**TEXT TO READ**
################

Wednesday, October 13, 2021

Automating Data Collection for Memory, CPU, and Disk issues using CLUE

Automating Data Collection for Memory, CPU, and Disk issues

My name is Susan Buchanan, and I am a Support Escalation Engineer with the Windows Performance Team at Microsoft. Does Performance Data Collection got you singing the Blues? This blog addresses how to troubleshoot High CPU and unaccounted memory usage or memory leak to include identifying and data collection using the CLUE tool written by Clint Huffman. A special thank you to Ron Stock for writing me a bad driver to use in demonstration.

 

I want to discuss how to perform data collection when an issue may be intermittent, troublesome to catch, ongoing, or even reproducible at will. For many years, data collection was manual, time consuming, and often labor some.

  • Can’t seem to capture the right data at the right time?
  • Intermittent issues? Reproducible issues?
  • Do customers leave data captures on too long, and the log sizes are not useful, or too large?
  • Need a foolproof way for end users to capture data that isn’t too complicated?

It's frustrating when you obtain a set of data only to realize you needed an additional dataset and must perform the data capture again. You might start with a RAMMAP and a performance monitor on the first data collection, move to a pool monitor or WPR/Xperf on another collection, and then might realize you also needed a tasklist or to find which drivers were associated with which pool tags you need another set of data collected.

 

Performance is Complicated! It really is.

 

Well, those days are gone! Thanks to CLUE which runs an ETW trace in the background until a threshold found in the config.xml is hit and then automagically collects data via Tasks in Task Scheduler! This gives you a more robust view of what has occurred since the data capture shows prior to the event, and then the event in the ETW trace without manual intervention.

 

CLUE was written by a Microsoft employee who has made this code open source and extensible. You can modify the config.xml to create your own scenarios, increase the data captures, and much more.

 

CLUE Scenarios/Thresholds

Automatically collects a counter log and ETW trace whenever the following conditions occur:

  • Single CPU over 90% for more than 3 seconds.

################

**GIVEN RECORDS**
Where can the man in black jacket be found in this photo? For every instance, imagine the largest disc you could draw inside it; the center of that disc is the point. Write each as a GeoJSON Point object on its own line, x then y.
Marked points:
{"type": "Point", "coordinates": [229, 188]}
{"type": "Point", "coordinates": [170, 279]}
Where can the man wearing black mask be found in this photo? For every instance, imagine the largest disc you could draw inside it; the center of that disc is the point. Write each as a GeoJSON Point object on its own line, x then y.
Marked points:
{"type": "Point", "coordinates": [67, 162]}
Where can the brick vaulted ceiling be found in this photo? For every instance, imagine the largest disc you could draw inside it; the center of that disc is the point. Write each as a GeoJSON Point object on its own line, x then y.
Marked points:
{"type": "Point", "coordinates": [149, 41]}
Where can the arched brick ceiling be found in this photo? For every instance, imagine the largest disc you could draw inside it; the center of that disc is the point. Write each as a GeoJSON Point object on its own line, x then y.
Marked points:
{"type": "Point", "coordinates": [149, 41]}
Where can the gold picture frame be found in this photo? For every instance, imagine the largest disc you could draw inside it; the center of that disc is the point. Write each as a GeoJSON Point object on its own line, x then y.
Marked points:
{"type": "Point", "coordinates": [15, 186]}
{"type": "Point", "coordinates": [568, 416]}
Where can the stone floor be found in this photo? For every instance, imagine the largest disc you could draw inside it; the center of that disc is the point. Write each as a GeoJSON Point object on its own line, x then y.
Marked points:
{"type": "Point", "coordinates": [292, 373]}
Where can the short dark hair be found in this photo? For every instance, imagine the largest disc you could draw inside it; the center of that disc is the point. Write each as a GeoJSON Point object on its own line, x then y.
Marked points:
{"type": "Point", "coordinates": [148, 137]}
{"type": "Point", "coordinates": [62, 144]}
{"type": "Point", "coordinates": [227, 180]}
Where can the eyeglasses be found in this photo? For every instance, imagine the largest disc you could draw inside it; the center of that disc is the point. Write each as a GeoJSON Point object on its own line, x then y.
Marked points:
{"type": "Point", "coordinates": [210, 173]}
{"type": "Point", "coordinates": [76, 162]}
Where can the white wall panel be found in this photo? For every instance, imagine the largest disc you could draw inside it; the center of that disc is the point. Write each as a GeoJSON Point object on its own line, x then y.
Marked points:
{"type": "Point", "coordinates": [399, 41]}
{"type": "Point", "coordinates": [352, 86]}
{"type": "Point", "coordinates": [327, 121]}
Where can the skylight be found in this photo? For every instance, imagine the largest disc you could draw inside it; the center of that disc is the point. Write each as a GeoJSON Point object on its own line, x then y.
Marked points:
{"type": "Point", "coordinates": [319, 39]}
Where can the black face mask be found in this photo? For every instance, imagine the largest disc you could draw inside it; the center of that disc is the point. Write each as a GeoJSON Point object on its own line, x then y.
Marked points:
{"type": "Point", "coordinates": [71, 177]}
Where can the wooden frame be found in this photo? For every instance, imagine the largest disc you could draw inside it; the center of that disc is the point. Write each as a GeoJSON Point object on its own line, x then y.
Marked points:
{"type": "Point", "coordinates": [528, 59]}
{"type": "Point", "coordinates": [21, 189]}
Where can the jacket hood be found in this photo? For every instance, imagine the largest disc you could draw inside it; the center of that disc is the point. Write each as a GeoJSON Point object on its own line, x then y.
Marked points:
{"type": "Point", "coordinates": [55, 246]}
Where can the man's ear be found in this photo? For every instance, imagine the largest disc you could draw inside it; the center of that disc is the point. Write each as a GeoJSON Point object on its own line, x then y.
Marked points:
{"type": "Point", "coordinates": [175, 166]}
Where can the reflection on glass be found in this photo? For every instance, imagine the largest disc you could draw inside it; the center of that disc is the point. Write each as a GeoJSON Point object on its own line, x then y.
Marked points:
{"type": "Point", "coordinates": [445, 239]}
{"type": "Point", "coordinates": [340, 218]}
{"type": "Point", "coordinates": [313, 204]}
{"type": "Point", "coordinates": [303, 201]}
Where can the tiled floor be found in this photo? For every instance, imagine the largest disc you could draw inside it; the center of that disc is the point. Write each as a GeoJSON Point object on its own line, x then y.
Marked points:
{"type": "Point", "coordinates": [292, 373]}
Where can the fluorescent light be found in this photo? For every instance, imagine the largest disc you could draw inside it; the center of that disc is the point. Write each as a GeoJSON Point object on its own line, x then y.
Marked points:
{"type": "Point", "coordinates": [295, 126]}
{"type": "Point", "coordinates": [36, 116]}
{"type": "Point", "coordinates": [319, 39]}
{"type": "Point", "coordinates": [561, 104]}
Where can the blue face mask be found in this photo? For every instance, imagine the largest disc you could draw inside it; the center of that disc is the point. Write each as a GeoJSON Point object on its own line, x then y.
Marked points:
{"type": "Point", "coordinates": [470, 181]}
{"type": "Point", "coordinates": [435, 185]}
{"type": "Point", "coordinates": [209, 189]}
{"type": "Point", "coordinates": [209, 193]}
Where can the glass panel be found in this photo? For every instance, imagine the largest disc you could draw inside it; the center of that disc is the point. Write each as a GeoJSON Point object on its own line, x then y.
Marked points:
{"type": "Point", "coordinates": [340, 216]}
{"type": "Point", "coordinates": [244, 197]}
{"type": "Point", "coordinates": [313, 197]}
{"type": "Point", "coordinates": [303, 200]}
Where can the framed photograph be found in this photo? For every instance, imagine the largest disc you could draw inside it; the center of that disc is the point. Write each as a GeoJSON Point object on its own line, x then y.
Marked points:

################

**WORK TO COMPLETE**
1. List every person named in the blog post on CLUE.
2. Copy everything in the blog post on CLUE from "My name is Susan" down to "the right time?", word for word.
Nothing here depends on the lines.

**SOLUTION SET**
1. Susan Buchanan, Clint Huffman, Ron Stock

2.
My name is Susan Buchanan, and I am a Support Escalation Engineer with the Windows Performance Team at Microsoft. Does Performance Data Collection got you singing the Blues? This blog addresses how to troubleshoot High CPU and unaccounted memory usage or memory leak to include identifying and data collection using the CLUE tool written by Clint Huffman. A special thank you to Ron Stock for writing me a bad driver to use in demonstration.

 

I want to discuss how to perform data collection when an issue may be intermittent, troublesome to catch, ongoing, or even reproducible at will. For many years, data collection was manual, time consuming, and often labor some.

  • Can’t seem to capture the right data at the right time?